Material to process:
━━━━━━━━━━

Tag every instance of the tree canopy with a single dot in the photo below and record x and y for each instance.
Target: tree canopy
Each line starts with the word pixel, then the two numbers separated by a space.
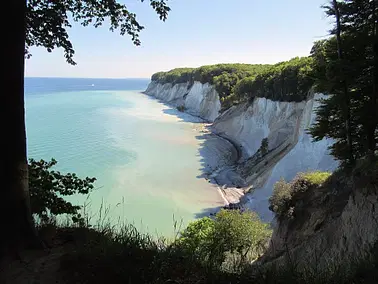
pixel 285 81
pixel 346 68
pixel 47 21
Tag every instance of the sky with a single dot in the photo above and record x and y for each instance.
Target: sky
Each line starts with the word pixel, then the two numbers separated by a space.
pixel 197 32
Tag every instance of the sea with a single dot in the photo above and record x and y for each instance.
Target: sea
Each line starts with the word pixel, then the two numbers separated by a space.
pixel 144 154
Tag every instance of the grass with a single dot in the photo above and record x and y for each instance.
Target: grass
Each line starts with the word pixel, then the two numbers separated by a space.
pixel 126 256
pixel 316 177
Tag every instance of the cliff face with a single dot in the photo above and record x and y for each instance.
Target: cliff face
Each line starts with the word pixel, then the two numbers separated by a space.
pixel 199 99
pixel 336 223
pixel 284 124
pixel 290 149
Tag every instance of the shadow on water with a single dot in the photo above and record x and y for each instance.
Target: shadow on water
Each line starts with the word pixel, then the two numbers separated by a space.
pixel 207 212
pixel 185 117
pixel 217 154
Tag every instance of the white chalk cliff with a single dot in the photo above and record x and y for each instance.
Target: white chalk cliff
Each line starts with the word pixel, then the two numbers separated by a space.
pixel 291 149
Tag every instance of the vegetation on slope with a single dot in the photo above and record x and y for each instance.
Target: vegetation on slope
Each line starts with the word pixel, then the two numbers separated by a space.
pixel 286 194
pixel 284 81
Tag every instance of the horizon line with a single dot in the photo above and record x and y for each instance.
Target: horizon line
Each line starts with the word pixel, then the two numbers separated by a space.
pixel 111 78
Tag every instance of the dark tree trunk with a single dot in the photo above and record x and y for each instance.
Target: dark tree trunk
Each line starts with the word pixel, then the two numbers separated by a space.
pixel 17 228
pixel 346 111
pixel 372 143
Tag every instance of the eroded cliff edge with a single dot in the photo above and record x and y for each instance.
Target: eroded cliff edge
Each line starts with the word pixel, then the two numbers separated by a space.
pixel 290 148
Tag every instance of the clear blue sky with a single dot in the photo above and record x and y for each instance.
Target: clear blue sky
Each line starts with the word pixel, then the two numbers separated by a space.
pixel 197 32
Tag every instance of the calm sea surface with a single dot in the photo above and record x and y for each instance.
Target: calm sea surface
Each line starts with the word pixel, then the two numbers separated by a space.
pixel 145 157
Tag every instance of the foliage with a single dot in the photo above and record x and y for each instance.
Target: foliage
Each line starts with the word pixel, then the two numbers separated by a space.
pixel 47 21
pixel 235 83
pixel 284 81
pixel 286 194
pixel 351 80
pixel 181 108
pixel 264 148
pixel 48 187
pixel 196 237
pixel 316 177
pixel 231 233
pixel 103 253
pixel 222 76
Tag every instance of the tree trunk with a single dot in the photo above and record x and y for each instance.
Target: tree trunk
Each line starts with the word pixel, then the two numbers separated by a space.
pixel 17 230
pixel 372 143
pixel 346 111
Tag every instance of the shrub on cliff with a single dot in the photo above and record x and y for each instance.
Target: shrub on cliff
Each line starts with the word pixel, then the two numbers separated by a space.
pixel 48 187
pixel 285 81
pixel 230 240
pixel 282 202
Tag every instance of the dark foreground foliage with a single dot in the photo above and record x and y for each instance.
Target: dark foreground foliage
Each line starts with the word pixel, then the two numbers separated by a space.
pixel 130 257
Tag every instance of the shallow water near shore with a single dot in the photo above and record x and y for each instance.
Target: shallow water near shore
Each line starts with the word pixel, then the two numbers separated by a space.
pixel 145 155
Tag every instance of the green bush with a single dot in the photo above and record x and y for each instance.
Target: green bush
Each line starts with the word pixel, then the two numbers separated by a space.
pixel 48 187
pixel 181 108
pixel 285 81
pixel 284 197
pixel 231 236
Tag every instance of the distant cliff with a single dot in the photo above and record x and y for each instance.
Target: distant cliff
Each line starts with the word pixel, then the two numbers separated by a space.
pixel 282 119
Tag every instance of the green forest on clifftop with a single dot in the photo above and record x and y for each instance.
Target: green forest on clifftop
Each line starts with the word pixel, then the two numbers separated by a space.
pixel 284 81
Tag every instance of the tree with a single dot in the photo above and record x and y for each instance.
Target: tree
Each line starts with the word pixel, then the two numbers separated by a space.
pixel 47 188
pixel 264 148
pixel 231 232
pixel 334 10
pixel 349 75
pixel 42 23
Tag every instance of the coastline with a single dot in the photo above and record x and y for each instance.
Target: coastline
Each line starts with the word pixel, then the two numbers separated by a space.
pixel 230 195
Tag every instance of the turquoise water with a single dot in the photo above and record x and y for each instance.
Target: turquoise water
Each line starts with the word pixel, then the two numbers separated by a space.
pixel 146 158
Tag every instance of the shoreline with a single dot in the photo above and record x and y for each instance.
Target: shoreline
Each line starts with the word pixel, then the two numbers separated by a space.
pixel 230 195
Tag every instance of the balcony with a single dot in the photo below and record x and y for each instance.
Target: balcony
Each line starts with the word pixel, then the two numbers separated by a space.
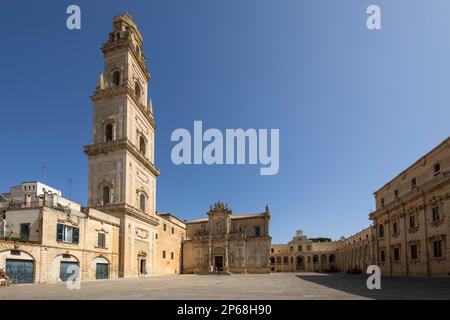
pixel 17 237
pixel 427 186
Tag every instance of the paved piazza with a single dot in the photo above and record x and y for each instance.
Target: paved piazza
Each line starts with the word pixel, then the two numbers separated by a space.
pixel 269 286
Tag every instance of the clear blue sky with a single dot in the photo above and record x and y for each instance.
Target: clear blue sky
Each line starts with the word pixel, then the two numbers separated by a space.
pixel 354 107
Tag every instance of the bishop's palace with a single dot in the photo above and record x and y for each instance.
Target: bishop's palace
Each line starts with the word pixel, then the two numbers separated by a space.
pixel 119 234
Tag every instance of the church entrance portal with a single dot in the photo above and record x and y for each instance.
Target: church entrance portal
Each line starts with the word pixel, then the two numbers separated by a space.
pixel 218 263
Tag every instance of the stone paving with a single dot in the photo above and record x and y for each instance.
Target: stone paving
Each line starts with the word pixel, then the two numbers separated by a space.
pixel 229 287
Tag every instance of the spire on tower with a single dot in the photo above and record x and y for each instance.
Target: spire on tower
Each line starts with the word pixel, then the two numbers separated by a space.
pixel 101 82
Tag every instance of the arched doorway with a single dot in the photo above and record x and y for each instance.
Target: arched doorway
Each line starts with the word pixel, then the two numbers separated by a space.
pixel 101 267
pixel 300 263
pixel 18 265
pixel 67 267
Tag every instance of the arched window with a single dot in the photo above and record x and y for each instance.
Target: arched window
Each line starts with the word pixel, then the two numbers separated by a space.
pixel 137 89
pixel 142 202
pixel 106 195
pixel 381 231
pixel 116 78
pixel 108 132
pixel 142 145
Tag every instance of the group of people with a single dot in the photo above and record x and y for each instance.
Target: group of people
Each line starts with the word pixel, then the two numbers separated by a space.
pixel 4 279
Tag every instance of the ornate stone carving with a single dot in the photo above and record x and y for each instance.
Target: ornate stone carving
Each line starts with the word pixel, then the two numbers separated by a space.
pixel 141 233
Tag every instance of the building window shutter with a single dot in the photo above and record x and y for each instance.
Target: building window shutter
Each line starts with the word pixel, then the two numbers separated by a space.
pixel 76 235
pixel 59 232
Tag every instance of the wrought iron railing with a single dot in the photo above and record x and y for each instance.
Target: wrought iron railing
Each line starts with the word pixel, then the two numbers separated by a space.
pixel 13 236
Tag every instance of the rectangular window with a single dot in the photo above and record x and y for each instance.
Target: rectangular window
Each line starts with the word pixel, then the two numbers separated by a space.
pixel 67 234
pixel 24 231
pixel 395 228
pixel 381 231
pixel 412 222
pixel 437 168
pixel 413 183
pixel 414 252
pixel 382 256
pixel 435 213
pixel 397 254
pixel 15 252
pixel 437 249
pixel 101 240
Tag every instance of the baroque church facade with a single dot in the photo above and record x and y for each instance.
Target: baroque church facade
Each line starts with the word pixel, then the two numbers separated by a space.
pixel 119 233
pixel 227 242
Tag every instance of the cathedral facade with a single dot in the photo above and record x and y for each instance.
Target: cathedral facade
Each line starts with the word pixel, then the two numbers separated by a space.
pixel 226 242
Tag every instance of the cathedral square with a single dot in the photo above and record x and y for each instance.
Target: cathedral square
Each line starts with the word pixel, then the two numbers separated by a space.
pixel 121 247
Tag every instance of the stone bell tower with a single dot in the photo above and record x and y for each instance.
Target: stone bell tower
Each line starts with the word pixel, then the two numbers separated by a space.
pixel 122 174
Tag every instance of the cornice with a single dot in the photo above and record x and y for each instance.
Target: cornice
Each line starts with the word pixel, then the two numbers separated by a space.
pixel 128 210
pixel 100 95
pixel 118 145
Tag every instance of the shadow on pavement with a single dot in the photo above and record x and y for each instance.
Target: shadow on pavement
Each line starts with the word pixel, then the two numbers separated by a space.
pixel 399 288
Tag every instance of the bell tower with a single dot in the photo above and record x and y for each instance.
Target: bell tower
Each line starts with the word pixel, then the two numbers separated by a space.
pixel 122 173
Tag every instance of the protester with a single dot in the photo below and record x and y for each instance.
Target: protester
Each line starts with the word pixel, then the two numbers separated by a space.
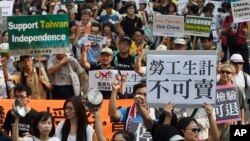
pixel 59 69
pixel 22 93
pixel 36 78
pixel 43 129
pixel 76 126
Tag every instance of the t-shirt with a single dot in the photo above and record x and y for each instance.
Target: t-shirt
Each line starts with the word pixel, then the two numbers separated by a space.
pixel 89 132
pixel 25 123
pixel 33 138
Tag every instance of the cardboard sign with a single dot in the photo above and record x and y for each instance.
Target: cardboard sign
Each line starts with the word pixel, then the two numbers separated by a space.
pixel 38 34
pixel 227 104
pixel 241 11
pixel 183 77
pixel 198 26
pixel 168 25
pixel 7 8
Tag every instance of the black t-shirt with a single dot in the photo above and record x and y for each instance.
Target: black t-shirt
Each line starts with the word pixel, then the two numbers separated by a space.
pixel 123 63
pixel 129 25
pixel 25 123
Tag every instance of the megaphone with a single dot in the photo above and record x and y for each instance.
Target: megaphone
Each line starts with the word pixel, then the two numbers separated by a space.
pixel 18 108
pixel 94 99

━━━━━━━━━━

Please reproduce word for word the section of the lines above that opens with the line containing "Tag every instance of the foliage" and closes with the line containing "pixel 282 119", including both of those lines.

Reply to the task:
Tag every instance of the foliage with a single dot in the photo above and record x and y for each instance.
Target: foliage
Each line starts with the word pixel, then the two numbers separated by a space.
pixel 47 21
pixel 235 83
pixel 284 81
pixel 286 194
pixel 351 80
pixel 181 108
pixel 264 148
pixel 48 187
pixel 196 237
pixel 316 177
pixel 231 233
pixel 103 253
pixel 222 76
Tag every instance of the tree trunk with a single dot in the photo above and record x and y for each instance.
Target: tree trunk
Each line starts with the word pixel, then the two numbers separated by a space.
pixel 17 230
pixel 372 143
pixel 346 111
Tag every instance of the shrub on cliff with a single dot in the photo above and record x and y for each instance.
Target: shrub on cliff
Each line starts with the word pixel, then the two numbers separated by a space.
pixel 48 187
pixel 285 81
pixel 230 240
pixel 282 202
Tag every instance of the dark foreground foliage with a single dot in the photo above and record x and y for each instance.
Target: dark foreground foliage
Each line starts with the word pixel, then the two numbers separated by a space.
pixel 130 257
Tag every instance of the shallow water near shore with a single dot in the photo above and record x and y for each instance.
Target: shallow water near shore
Each line starts with the word pixel, then the two numbers separated by a space.
pixel 145 155
Tag every instance of the green bush with a single dot in the photo above and record x and y for each instance.
Target: green bush
Each line starts with the word pixel, then the two numbers separated by a space.
pixel 48 187
pixel 181 108
pixel 285 81
pixel 284 197
pixel 231 236
Tag every instance of the distant cliff with a single dot in the photo above and record x and y for each instance.
Target: distant cliff
Each line starts with the word pixel, then the two numbers separated by a space.
pixel 282 119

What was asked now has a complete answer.